## ACTION ITEM
Retype the data that follows line by line, exactly, and leave its pictures out.

## EXERCISE MATERIAL

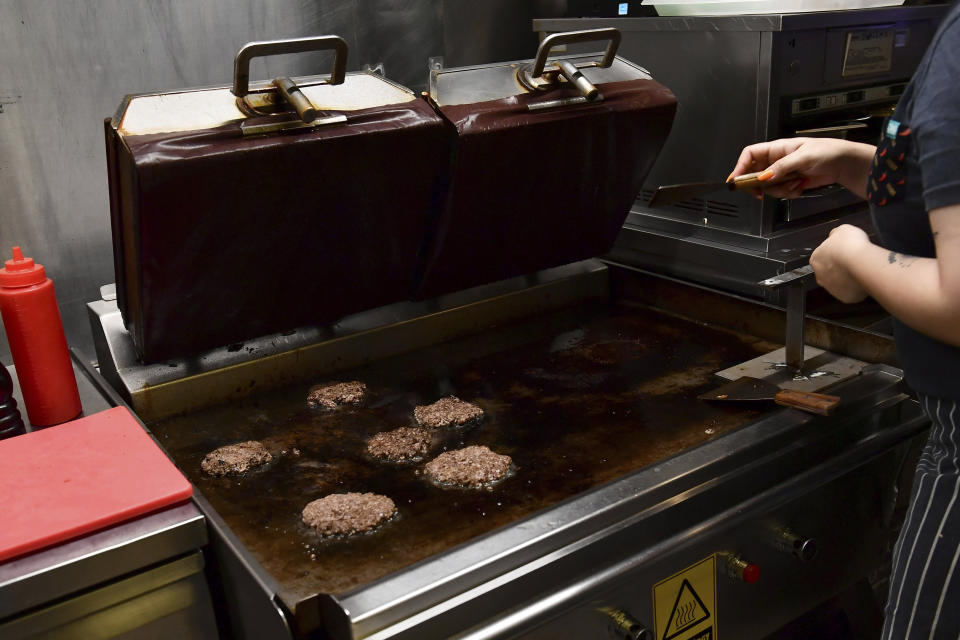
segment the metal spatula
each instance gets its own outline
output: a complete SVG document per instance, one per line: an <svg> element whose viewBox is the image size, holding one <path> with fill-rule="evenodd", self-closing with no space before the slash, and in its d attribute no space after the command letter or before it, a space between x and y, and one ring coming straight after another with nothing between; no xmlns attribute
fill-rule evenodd
<svg viewBox="0 0 960 640"><path fill-rule="evenodd" d="M676 204L689 198L696 198L714 191L727 189L729 191L743 191L759 187L762 182L757 180L760 173L745 173L737 176L730 182L687 182L684 184L670 184L658 188L650 198L651 207L665 207Z"/></svg>
<svg viewBox="0 0 960 640"><path fill-rule="evenodd" d="M784 407L793 407L794 409L800 409L807 413L816 413L821 416L830 415L833 413L833 410L836 409L837 405L840 404L840 398L837 396L781 389L771 382L761 380L760 378L751 378L750 376L744 376L733 382L728 382L722 387L698 396L698 398L700 400L717 402L773 400Z"/></svg>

## SOLUTION FOR THIS EXERCISE
segment the metal spatula
each instance gets its own outline
output: a complete SVG document per instance, one per line: an <svg> element whose viewBox is the image size, holding one <path> with fill-rule="evenodd", self-closing with no space before the slash, and in its d attribute no space after the command letter or before it, a space between x and y, and one ring coming straight after another with nothing between; no xmlns attribute
fill-rule evenodd
<svg viewBox="0 0 960 640"><path fill-rule="evenodd" d="M676 204L689 198L696 198L714 191L727 189L729 191L743 191L759 187L762 182L757 180L760 173L745 173L737 176L730 182L687 182L684 184L670 184L658 188L650 198L651 207L665 207Z"/></svg>
<svg viewBox="0 0 960 640"><path fill-rule="evenodd" d="M784 407L793 407L794 409L800 409L807 413L816 413L821 416L830 415L833 413L833 410L836 409L837 405L840 404L840 398L837 396L781 389L771 382L761 380L760 378L751 378L750 376L744 376L733 382L728 382L722 387L698 396L698 398L700 400L717 402L773 400Z"/></svg>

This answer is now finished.